READING PASSAGE
-------

Now that you have been warned, here is an exhaustive summary:
Cecilita Fuentes (of Spain), the daughter of some aristocratic humanist who died before the story begins is a confused hoe who is about to marry that asshole guy Lionel who's rich and handsome. Only then her old flame Isaac crashes the wedding, demands that she marry him instead, and when she bitches at him that she would never marry him because of class struggles he just grabs her arm and walks her out and on board a ship that takes her to Argentine, the country where he inexplicably spent the last years training to be a high mafia personality. We only find out later that he came to Spain because his old darling/nemesis who betrayed him 3 years before by bitching at him about class struggles because he found out about her marriage plans. I'm not sure how exactly Isaac found out about it because Argentine in the 1930s didn't have facebook but I guess the daily newspaper warned about the event in faraway Spain weeks ahead of time so that he could plan his revenge. I dunno. The plotholes in this one are massive and best ignored.

-------

Collected data entries
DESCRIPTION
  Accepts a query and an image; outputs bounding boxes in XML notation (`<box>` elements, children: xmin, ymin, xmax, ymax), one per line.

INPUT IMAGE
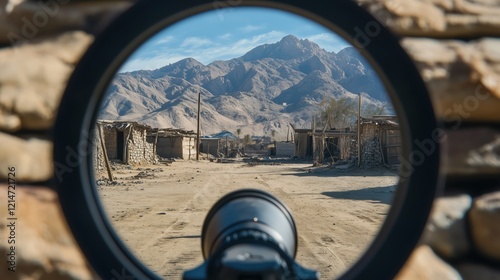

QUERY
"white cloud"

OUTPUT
<box><xmin>306</xmin><ymin>33</ymin><xmax>351</xmax><ymax>52</ymax></box>
<box><xmin>153</xmin><ymin>36</ymin><xmax>175</xmax><ymax>45</ymax></box>
<box><xmin>218</xmin><ymin>33</ymin><xmax>233</xmax><ymax>40</ymax></box>
<box><xmin>240</xmin><ymin>24</ymin><xmax>266</xmax><ymax>32</ymax></box>
<box><xmin>181</xmin><ymin>37</ymin><xmax>214</xmax><ymax>49</ymax></box>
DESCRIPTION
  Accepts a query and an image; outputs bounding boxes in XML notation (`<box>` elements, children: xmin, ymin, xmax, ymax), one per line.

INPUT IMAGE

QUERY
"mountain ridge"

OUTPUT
<box><xmin>99</xmin><ymin>35</ymin><xmax>388</xmax><ymax>137</ymax></box>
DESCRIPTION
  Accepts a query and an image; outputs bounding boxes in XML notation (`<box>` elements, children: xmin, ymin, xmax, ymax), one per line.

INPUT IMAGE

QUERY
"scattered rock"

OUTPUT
<box><xmin>0</xmin><ymin>32</ymin><xmax>92</xmax><ymax>132</ymax></box>
<box><xmin>422</xmin><ymin>194</ymin><xmax>472</xmax><ymax>259</ymax></box>
<box><xmin>0</xmin><ymin>133</ymin><xmax>54</xmax><ymax>183</ymax></box>
<box><xmin>0</xmin><ymin>185</ymin><xmax>94</xmax><ymax>280</ymax></box>
<box><xmin>456</xmin><ymin>263</ymin><xmax>500</xmax><ymax>280</ymax></box>
<box><xmin>395</xmin><ymin>245</ymin><xmax>462</xmax><ymax>280</ymax></box>
<box><xmin>469</xmin><ymin>191</ymin><xmax>500</xmax><ymax>261</ymax></box>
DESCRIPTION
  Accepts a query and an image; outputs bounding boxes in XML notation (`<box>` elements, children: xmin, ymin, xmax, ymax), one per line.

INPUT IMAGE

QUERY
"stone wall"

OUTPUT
<box><xmin>360</xmin><ymin>124</ymin><xmax>382</xmax><ymax>167</ymax></box>
<box><xmin>357</xmin><ymin>0</ymin><xmax>500</xmax><ymax>280</ymax></box>
<box><xmin>126</xmin><ymin>127</ymin><xmax>157</xmax><ymax>164</ymax></box>
<box><xmin>0</xmin><ymin>0</ymin><xmax>500</xmax><ymax>280</ymax></box>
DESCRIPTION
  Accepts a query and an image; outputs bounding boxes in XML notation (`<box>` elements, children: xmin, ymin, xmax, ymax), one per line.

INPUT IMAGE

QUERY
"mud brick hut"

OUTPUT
<box><xmin>146</xmin><ymin>128</ymin><xmax>197</xmax><ymax>160</ymax></box>
<box><xmin>360</xmin><ymin>116</ymin><xmax>401</xmax><ymax>167</ymax></box>
<box><xmin>293</xmin><ymin>128</ymin><xmax>357</xmax><ymax>160</ymax></box>
<box><xmin>94</xmin><ymin>120</ymin><xmax>157</xmax><ymax>169</ymax></box>
<box><xmin>200</xmin><ymin>137</ymin><xmax>223</xmax><ymax>157</ymax></box>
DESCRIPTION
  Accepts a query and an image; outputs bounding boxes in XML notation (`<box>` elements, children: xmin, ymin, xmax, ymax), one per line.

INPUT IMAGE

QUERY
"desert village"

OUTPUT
<box><xmin>93</xmin><ymin>116</ymin><xmax>401</xmax><ymax>279</ymax></box>
<box><xmin>94</xmin><ymin>116</ymin><xmax>401</xmax><ymax>176</ymax></box>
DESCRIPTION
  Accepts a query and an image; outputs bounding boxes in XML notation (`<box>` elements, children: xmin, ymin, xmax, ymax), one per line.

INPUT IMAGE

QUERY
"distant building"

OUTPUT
<box><xmin>93</xmin><ymin>120</ymin><xmax>197</xmax><ymax>170</ymax></box>
<box><xmin>147</xmin><ymin>128</ymin><xmax>197</xmax><ymax>160</ymax></box>
<box><xmin>292</xmin><ymin>116</ymin><xmax>401</xmax><ymax>166</ymax></box>
<box><xmin>94</xmin><ymin>120</ymin><xmax>157</xmax><ymax>169</ymax></box>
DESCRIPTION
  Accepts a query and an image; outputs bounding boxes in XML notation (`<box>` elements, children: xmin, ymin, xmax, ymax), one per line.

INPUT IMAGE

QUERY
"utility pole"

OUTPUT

-------

REQUIREMENTS
Extend the plot summary above, picking up after its final sentence.

TASK OUTPUT
The first thing Cecilita does on the ship is uphold her bitchy story about class struggles, and then demands to be brought back to Spain, only to then demand that he should only avenge himself on her and no one else. I don't really get that part because clearly he's only takin her to Argentine and didn't shoot her racist pig of a brother while he waved a gun in his face back in the wedding church. Moving on, Isaac convinces Cecilita (kind of) to have sex with him, which leads to her screaming no and getting wet a lot. This part was pretty awkward to read and I blame it on Japanese hentai where the women always scream nooooo at the top of their lungs. They are the harbingers of No Is The New Yes.
From then on, the story doesn't actually move forward for 150 pages, because Isaac keeps insulting Cecilita and Cecilita keeps blaming everything on class struggles and demands to be taken home to Spain in order to marry Lionel, who for some reason would surely take her back, I suppose?
But we do get the sorry backstory of the two, with all the unimaginative details. Basically Cecilita got hit by a car while playing outside without any nurse to see to her and suffered amnesia. Isaac, whose mother and sister had died shortly befpre, picked her up from the streets and took care of her until Cecilita's father found her and practically fell over himself to thank Isaac for his heroic actions. He then offers the gypsy boy not only employment but also a spot in school and expects his infantile daughter to marry him when she grows up. Because fuck logic and class struggles.
This makes Cecilita's brother jealous and angry and he contrieves to have the pesky gypsy boy sent to war. A plan that Cecilita brilliantly and heroically counters by ... insulting Isaac and claiming no interest in purusing their relationship further. Many tears later Isaac somehow ended up in Argentine with the mafia. Don't ask me how, not even the author knows.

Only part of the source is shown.